━━ Information given ━━

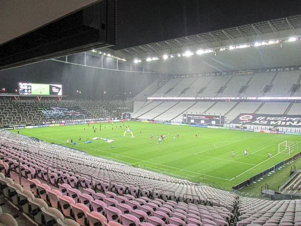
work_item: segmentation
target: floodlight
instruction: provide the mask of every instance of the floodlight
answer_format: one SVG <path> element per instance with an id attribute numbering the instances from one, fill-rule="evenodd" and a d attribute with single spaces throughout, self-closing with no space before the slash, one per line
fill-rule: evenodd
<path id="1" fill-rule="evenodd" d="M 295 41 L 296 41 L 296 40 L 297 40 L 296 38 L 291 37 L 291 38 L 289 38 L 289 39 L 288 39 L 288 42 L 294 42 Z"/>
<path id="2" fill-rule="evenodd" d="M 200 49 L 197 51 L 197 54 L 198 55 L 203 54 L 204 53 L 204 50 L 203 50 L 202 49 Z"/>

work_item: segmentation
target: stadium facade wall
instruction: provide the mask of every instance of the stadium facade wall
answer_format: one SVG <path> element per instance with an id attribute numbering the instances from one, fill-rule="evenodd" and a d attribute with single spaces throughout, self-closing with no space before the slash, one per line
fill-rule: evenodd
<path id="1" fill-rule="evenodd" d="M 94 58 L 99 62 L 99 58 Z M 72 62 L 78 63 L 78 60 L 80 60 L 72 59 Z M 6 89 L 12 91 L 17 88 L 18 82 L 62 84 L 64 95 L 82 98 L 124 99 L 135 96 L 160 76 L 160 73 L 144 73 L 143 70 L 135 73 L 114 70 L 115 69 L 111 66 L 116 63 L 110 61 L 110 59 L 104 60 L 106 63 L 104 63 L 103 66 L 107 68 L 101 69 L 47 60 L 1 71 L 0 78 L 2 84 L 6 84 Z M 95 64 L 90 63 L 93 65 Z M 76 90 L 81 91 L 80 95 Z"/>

━━━
━━ Information given ━━

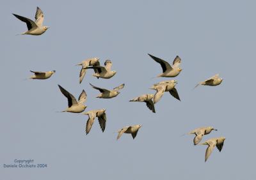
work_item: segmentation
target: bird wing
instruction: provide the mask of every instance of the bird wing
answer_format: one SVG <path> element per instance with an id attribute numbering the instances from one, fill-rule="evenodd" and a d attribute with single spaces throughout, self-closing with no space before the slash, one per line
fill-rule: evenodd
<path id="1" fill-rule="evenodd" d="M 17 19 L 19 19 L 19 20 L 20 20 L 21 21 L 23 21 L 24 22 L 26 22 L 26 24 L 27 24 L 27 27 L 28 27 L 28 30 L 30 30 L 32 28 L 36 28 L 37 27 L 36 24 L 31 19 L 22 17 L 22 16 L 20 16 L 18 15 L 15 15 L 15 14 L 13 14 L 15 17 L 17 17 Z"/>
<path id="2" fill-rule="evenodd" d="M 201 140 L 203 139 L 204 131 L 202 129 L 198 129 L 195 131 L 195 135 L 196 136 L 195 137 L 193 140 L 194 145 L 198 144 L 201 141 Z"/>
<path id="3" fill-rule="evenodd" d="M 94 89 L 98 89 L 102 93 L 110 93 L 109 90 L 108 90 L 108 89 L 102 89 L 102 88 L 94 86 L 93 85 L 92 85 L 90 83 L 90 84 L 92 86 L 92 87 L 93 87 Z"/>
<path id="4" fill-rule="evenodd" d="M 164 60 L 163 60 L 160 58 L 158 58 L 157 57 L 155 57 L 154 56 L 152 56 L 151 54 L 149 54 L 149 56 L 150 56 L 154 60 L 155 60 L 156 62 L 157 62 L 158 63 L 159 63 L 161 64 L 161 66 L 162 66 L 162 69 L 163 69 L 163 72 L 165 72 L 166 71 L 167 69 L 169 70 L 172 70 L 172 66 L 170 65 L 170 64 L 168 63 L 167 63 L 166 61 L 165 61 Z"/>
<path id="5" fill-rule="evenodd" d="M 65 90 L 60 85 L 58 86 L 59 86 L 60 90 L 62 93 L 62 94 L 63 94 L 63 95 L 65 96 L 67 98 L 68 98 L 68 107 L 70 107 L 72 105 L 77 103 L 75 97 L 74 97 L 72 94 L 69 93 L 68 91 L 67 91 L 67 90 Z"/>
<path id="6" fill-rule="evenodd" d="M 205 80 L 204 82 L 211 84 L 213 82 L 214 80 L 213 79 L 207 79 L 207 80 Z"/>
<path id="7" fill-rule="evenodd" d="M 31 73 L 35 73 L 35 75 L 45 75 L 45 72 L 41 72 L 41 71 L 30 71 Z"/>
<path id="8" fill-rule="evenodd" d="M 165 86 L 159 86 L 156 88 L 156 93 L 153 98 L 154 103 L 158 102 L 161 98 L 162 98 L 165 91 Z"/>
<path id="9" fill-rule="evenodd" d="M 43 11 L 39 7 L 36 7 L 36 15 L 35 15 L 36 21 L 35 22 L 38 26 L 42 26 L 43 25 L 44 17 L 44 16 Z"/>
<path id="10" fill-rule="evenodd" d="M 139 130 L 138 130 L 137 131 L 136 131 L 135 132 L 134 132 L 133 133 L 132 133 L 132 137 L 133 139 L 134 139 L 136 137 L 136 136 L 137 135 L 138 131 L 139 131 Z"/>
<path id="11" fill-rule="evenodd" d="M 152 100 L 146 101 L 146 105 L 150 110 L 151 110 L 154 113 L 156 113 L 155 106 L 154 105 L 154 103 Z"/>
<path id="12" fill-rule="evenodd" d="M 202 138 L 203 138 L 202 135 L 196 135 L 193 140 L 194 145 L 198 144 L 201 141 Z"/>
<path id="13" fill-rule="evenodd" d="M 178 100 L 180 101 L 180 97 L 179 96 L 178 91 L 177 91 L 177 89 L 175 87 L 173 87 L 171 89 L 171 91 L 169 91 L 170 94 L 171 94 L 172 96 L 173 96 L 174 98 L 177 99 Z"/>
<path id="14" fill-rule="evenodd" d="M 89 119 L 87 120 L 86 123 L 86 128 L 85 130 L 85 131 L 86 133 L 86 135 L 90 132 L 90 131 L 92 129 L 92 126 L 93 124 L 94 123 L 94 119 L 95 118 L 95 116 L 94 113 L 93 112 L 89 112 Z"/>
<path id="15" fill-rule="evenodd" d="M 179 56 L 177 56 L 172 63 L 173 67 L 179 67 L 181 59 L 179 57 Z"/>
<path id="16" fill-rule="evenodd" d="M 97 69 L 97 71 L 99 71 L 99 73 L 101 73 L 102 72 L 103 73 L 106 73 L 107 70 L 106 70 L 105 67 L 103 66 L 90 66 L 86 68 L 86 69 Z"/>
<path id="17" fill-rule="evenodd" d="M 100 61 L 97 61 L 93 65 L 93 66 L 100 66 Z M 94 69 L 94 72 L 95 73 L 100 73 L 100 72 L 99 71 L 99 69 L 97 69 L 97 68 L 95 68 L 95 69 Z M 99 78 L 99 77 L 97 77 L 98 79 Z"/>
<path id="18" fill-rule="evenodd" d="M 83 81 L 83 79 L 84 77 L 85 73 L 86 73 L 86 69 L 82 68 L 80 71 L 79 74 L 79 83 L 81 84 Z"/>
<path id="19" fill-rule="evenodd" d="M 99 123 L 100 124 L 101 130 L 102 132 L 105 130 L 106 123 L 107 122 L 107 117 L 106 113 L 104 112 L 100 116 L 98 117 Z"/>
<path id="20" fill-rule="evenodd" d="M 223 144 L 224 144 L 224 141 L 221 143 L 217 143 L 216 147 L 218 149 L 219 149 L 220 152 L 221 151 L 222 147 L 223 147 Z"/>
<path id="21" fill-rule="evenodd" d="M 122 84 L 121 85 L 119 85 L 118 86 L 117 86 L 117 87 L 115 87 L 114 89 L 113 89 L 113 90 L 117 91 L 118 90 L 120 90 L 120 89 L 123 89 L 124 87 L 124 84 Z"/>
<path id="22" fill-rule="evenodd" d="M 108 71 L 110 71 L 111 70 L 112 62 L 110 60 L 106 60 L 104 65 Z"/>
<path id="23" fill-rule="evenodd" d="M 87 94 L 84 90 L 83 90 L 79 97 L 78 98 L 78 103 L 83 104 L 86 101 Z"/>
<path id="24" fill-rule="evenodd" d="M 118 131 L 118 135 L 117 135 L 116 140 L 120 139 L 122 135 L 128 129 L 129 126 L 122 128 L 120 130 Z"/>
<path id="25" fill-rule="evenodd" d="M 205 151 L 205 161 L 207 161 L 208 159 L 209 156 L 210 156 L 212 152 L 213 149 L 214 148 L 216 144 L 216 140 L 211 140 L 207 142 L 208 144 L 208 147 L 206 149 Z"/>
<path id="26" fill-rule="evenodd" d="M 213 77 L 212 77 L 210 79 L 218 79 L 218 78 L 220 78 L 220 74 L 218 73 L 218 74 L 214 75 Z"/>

━━━

Identify every line in the entries that contains the word "wall", and copy each of those lines. Case counts.

target: stadium facade wall
instruction: provide the mask of every instance of the stadium facade wall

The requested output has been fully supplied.